◆ **Extrait de page**:

%%

En face de ces révolutions, elle nous explique en détail ces 3 trois grandes fractures qui s’accélèrent, provoquant ainsi une nécessité impérieuse de modifier nos modes raisonnement et par voie de conséquence nos actions : la fracture environnementale, la fracture sociale et la fracture liée à la perte de sens.
Ces fractures nous demandent des changements, elles nous demandent de repenser nos codes avec plus de souplesse ou d’agilitésuivant les entreprises et les corps de métier. On parle de nouveaux paradigmes, de nouvelles pistes qui doivent tenir compte du particulier tout en gardant une notion de globalité, de collectivité et d’impact sur le monde. On est bien dans un monde systémique, où tout est connecté.

%%

◆ **Informations extraites**:
%%

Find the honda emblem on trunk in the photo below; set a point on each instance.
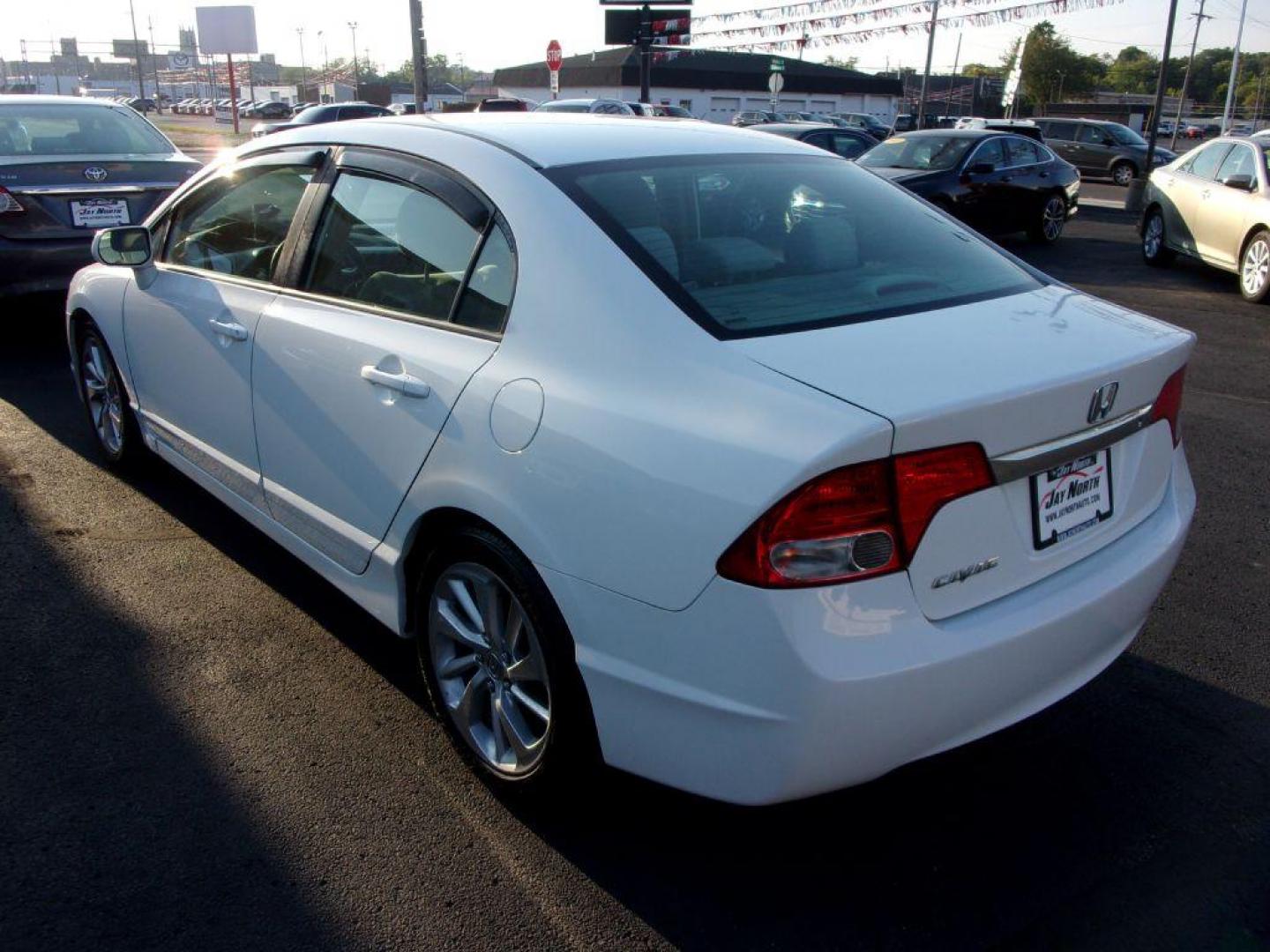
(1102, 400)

%%
%%

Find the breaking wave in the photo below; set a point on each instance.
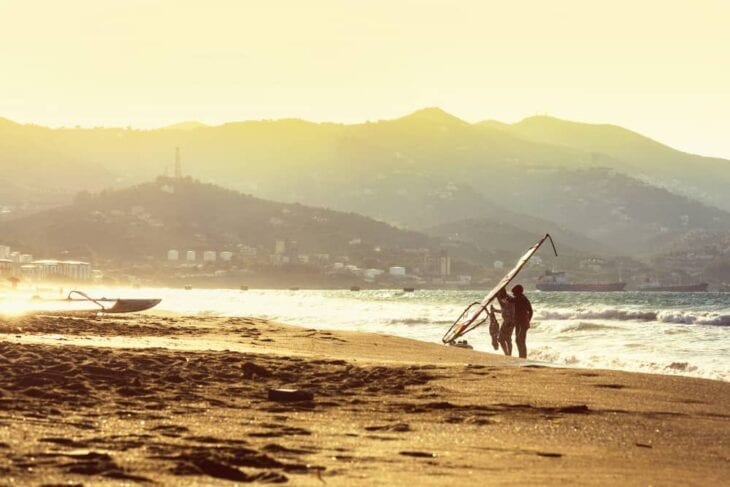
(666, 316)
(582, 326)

%%

◆ **Consigne de travail 1**:
Répondez à ces questions sur l'extrait consacré aux trois fractures.
(a) Quelles sont les trois fractures nommées ?
(b) Avec quoi faut-il repenser nos codes ?
(c) Comment le monde est-il qualifié dans la dernière phrase ?
◆ **Consigne de travail 2**: Transformez en liste le paragraphe de l'extrait sur les trois fractures qui commence par « Ces fractures nous demandent », sans perdre ses faits principaux.
◆ **Consigne de travail 3**: Poursuivez l'extrait sur les trois fractures à la suite de sa dernière phrase.
Les lignes n'interviennent pas dans ce travail.

◆ **Corrigé de l'exercice 1**:
(a) La fracture environnementale, la fracture sociale et la fracture liée à la perte de sens.
(b) Avec plus de souplesse ou d'agilité, suivant les entreprises et les corps de métier.
(c) C'est un monde systémique, où tout est connecté.

◆ **Corrigé de l'exercice 2**:
- Les fractures exigent des changements et une refonte de nos codes, avec plus de souplesse ou d'agilité selon les entreprises et les corps de métier.
- On parle de nouveaux paradigmes et de nouvelles pistes.
- Ces pistes doivent tenir compte du particulier tout en gardant une notion de globalité, de collectivité et d'impact sur le monde.
- Le monde est systémique : tout y est connecté.

◆ **Corrigé de l'exercice 3**:
DENIS GARNIER, auteur et conseiller social, et porteur d’un projet de structure locale d’accompagnement à la santé et au bien-être au travail dans l’archipel (aux côtés de l’association de médecine du travail, AMT). Il a abordé la nécessaire prise en considération de l’humain dans nos organisations.
Pour Denis, pas de bien-être au travail sans bien faire.
Qu’est ce que cela veut dire ?
Afin d’apporter les éléments permettant d’alimenter le débat, il s’est appuyé sur son expérience et les travaux de Yves CLOT (psychologue du travail et Professeur à la chaire de psychologie du travail du CNAM). Tout passe par un juste équilibre entre les objectifs et les moyens de les réaliser.
S’il existe souvent un écart entre le travail demandé et la capacité de le réaliser pour des raisons intrinsèques à l’entreprise ou tout simplement par la survenance d’un événement inattendu, c’est en définitive le salarié lui-même qui, constituant une ressource stratégique de l’entreprise, pourra combler cet écart et faire en sorte que la tâche se réalise.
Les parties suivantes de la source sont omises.